Exercise instructions
1. Copy the Highland Park ISD weather waiver article word for word, everything from "Thirdly, Trigg said, because" down to "or makeup days.".
2. Using the Highland Park ISD weather waiver article, say whether each statement agrees with it: (a) the district was closed for both remote and in-person learning on Tuesday; (b) Alejandro Delgado gave his guidance to school districts on a Friday afternoon; (c) a district that must close completely because of electrical outages can apply for a waiver of up to five days. Answer yes or no for each and quote the words of the article that decide it.

Document extract

The Highland Park ISD board of trustees Tuesday approved submitting a waiver to the Texas Education Agency for the Feb. 11 virtual learning day because of inclement weather.
The district moved to virtual learning Feb. 11, was closed for both remote and in-person learning Tuesday and remains so Wednesday because of widespread power outages, record-low temperatures, and hazardous road conditions.
“It appears now there are three types of waivers the district can apply for — the first is the standard waiver for excess inclement weather days, and that’s the waiver that says if you use the makeup days and you do have school for those and you use any excess minutes that you have, then you can apply to the state and ask them to waive additional inclement weather days,” Superintendent Dr. Tom Trigg said. “This year for the first time because of the pandemic and because most districts have virtual learning availabilities, there is a process by which you can request a waiver from the state for an inclement weather closing if you have virtual learning, and if you are approved for those, then you would be in a position where you would not necessarily need to make up your inclement weather days that have been put in the calendar.”
Thirdly, Trigg said, because of the recent record-breaking winter storm, TEA is authorizing up to three days that can be waived prior to using excess minutes or makeup days.
TEA deputy chief of staff Alejandro Delgado provided guidance for school districts Monday morning as power outages continued to mount.
In that guidance, the TEA said that if a district must close completely because of electrical outages, they “are eligible to apply for a missed school day waiver following the event for a maximum of 3 days without make-up required or having to utilize bad weather days.”

Records
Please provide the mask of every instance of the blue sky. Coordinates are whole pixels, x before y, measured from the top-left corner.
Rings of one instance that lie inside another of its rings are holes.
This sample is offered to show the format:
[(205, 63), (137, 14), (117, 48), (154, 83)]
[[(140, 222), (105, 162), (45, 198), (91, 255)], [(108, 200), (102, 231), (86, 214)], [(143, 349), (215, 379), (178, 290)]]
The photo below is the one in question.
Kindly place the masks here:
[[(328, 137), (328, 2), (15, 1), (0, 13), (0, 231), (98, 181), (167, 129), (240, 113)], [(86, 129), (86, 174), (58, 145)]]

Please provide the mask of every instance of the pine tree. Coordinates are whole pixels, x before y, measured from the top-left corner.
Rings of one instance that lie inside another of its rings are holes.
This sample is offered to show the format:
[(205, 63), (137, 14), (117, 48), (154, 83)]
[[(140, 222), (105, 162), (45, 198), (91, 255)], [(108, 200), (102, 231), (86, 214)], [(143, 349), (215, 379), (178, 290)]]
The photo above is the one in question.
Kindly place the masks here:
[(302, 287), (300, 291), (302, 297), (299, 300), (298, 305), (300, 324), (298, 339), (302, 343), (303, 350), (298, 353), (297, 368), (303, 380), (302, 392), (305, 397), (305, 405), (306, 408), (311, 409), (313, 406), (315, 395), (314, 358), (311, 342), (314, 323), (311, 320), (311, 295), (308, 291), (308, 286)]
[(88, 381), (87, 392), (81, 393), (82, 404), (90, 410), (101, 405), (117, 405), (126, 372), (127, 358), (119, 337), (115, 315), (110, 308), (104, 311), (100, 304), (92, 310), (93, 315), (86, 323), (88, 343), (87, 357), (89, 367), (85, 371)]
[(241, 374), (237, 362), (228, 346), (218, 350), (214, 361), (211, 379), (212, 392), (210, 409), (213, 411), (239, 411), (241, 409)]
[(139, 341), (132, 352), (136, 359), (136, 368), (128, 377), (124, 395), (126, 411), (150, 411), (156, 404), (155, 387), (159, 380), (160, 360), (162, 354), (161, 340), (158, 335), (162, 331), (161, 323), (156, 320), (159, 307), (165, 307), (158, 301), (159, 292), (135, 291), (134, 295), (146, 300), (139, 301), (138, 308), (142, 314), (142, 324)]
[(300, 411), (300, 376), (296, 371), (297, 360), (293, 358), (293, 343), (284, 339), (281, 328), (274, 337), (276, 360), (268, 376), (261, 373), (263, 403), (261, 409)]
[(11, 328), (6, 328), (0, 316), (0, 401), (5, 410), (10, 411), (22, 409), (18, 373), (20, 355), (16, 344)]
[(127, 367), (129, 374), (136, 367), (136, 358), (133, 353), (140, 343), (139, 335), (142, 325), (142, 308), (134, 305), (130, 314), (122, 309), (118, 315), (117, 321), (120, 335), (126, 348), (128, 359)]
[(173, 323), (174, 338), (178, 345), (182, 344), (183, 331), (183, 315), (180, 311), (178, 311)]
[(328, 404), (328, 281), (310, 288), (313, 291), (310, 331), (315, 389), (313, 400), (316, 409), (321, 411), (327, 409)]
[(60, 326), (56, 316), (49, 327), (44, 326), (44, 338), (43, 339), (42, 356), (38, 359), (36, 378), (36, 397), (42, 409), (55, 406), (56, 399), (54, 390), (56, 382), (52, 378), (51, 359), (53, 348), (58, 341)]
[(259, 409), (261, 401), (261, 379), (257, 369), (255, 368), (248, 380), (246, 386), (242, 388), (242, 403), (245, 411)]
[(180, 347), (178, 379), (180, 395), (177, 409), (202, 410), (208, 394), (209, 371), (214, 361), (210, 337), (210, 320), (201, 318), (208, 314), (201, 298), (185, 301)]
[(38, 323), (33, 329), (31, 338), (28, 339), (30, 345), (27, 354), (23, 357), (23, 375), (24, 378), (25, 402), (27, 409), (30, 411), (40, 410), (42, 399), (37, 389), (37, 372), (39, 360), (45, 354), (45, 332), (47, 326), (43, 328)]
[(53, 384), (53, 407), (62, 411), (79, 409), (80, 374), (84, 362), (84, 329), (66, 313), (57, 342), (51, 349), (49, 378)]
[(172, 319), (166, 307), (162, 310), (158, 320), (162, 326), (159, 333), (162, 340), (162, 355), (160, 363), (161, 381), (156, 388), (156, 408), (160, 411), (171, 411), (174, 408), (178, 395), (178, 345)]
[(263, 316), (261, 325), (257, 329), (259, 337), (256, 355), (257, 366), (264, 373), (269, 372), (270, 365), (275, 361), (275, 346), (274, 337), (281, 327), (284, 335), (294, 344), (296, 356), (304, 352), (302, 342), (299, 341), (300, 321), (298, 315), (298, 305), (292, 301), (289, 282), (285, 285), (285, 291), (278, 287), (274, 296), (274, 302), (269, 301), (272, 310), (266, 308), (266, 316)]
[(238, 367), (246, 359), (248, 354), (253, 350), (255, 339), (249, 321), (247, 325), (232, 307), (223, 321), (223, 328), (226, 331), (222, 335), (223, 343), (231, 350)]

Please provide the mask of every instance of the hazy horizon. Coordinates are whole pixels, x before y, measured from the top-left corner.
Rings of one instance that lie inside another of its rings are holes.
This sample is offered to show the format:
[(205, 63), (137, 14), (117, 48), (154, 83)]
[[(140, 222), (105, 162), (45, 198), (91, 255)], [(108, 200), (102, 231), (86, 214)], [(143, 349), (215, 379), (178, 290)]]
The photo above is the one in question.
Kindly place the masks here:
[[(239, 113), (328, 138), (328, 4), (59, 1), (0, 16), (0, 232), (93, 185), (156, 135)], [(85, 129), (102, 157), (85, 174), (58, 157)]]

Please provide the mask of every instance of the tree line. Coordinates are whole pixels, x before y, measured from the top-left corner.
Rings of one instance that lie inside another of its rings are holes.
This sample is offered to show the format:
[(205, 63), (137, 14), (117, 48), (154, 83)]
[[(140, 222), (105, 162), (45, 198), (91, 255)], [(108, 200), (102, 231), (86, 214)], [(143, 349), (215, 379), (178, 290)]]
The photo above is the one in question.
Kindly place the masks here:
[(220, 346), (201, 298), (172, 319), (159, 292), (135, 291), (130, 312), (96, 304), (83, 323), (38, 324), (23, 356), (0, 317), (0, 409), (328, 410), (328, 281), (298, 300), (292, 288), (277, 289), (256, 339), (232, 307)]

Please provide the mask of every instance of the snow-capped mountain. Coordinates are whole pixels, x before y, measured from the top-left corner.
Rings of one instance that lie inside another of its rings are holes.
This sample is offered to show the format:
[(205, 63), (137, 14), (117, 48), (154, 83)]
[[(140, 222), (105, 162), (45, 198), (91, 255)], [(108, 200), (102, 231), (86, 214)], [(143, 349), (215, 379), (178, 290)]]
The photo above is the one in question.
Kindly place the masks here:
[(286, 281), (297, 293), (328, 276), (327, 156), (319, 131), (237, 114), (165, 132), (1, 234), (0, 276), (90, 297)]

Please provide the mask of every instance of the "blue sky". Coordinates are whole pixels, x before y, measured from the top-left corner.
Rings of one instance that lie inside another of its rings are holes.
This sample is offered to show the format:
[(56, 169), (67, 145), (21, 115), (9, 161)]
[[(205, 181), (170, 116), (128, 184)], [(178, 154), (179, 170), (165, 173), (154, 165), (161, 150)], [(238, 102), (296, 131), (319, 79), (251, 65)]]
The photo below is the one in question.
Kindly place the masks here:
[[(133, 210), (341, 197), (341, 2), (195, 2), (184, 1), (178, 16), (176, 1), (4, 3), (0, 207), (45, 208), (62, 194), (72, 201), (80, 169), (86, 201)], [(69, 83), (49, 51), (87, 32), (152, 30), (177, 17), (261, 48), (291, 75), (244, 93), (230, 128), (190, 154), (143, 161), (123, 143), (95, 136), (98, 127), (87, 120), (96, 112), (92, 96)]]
--
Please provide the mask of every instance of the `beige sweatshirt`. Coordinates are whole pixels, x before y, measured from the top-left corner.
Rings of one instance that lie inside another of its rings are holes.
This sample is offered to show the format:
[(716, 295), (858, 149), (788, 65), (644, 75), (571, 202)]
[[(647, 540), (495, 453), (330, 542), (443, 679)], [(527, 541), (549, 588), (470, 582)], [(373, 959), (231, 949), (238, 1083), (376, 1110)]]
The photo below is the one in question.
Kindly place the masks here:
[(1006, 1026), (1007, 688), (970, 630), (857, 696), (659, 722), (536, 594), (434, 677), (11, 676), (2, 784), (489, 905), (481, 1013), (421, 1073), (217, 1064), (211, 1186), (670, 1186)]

Results of the tasks
1.
Thirdly, Trigg said, because of the recent record-breaking winter storm, TEA is authorizing up to three days that can be waived prior to using excess minutes or makeup days.

2.
(a) Yes: "was closed for both remote and in-person learning Tuesday"
(b) No: "provided guidance for school districts Monday morning"
(c) No: "for a maximum of 3 days without make-up required"